What needs to be done: Restate each entry word for word. Keep every detail intact.

────────────────────────────────────────

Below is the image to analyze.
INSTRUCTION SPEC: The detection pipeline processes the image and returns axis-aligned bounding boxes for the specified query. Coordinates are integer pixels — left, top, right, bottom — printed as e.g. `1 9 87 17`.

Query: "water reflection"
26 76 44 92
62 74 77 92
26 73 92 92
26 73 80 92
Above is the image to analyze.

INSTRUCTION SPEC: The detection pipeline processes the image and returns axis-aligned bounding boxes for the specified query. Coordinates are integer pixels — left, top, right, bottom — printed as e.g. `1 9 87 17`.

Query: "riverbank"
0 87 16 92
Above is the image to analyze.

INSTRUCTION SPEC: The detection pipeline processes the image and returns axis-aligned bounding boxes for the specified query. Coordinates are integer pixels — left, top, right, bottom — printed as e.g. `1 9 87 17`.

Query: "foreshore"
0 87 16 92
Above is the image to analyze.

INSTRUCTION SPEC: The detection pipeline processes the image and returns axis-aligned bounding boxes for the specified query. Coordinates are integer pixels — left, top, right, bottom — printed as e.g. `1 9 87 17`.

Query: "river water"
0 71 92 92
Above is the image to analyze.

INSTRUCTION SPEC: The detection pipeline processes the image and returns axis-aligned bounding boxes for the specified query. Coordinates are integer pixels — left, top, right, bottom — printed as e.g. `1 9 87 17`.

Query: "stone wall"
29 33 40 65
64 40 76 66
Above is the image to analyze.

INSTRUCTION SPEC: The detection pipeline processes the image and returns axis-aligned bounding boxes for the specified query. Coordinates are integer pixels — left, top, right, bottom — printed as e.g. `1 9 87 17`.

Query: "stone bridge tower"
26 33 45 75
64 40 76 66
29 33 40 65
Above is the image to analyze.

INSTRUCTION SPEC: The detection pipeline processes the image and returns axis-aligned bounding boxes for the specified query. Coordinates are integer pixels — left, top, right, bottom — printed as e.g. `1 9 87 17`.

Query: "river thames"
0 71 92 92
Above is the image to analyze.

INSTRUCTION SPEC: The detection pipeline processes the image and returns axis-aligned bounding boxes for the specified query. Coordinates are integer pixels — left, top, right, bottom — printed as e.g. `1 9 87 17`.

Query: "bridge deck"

────────────────────────────────────────

Expected answer:
Below is the image to analyze.
INSTRUCTION SPEC: The detection pipeline processes the image and returns axis-aligned bounding boxes for the specified query. Coordinates are integer pixels — left, top, right, bottom — printed as e.g. `1 9 87 17`.

Query: "water reflection"
26 76 44 92
62 74 77 92
26 73 92 92
26 73 80 92
Above is the image to analyze.

INSTRUCTION SPEC: The detection pipeline processes the image and returns axis-aligned bounding boxes for the specified query. Coordinates are integer pixels — left, top, right, bottom — printed as e.g. `1 9 87 17`.

Query: "riverbank"
0 87 16 92
Above is the image to analyze.

INSTRUCTION SPEC: The detection pipeline processes the image and returns axis-aligned bounding boxes for the specified query. Coordinates are integer pixels — left, top, right, bottom — printed as e.g. `1 9 87 17`.

Query: "foreshore"
0 87 16 92
Above is the image to analyze.

INSTRUCTION SPEC: The detection pipeline processes the image and returns axis-aligned bounding boxes for the specified query. Coordinates are integer pixels — left, top, right, bottom — printed as e.g. `1 9 87 17`.

Query: "river water"
0 71 92 92
Above is the image to analyze.

INSTRUCTION SPEC: The detection pipeline processes the image and returns axis-aligned bounding boxes for the specified query. Coordinates are integer pixels — left, top, right, bottom — printed as e.g. `1 9 87 17`.

Query: "stone wall"
29 33 40 65
64 40 76 66
Above is the image to analyze.

INSTRUCTION SPEC: The detection pipeline processes the image and returns axis-aligned bounding boxes for the specified query. Coordinates are integer pixels — left, top, right, bottom — printed as e.g. `1 9 87 17`.

Query: "stone bridge tower"
26 33 45 75
64 40 76 66
29 33 40 65
Above is the image to analyze.

INSTRUCTION SPEC: The detection pipeline processes the image and returns axis-aligned bounding boxes for the specified query. Coordinates are integer pixels — left, top, right, bottom — printed as e.g. `1 9 87 17`.

Query: "river thames"
0 71 92 92
Above is the image to analyze.

INSTRUCTION SPEC: The detection pipeline processes the image and returns axis-aligned bounding boxes for the specified query. Coordinates are integer pixels — left, top, right, bottom — printed as e.g. `1 9 87 17`.

Query: "bridge deck"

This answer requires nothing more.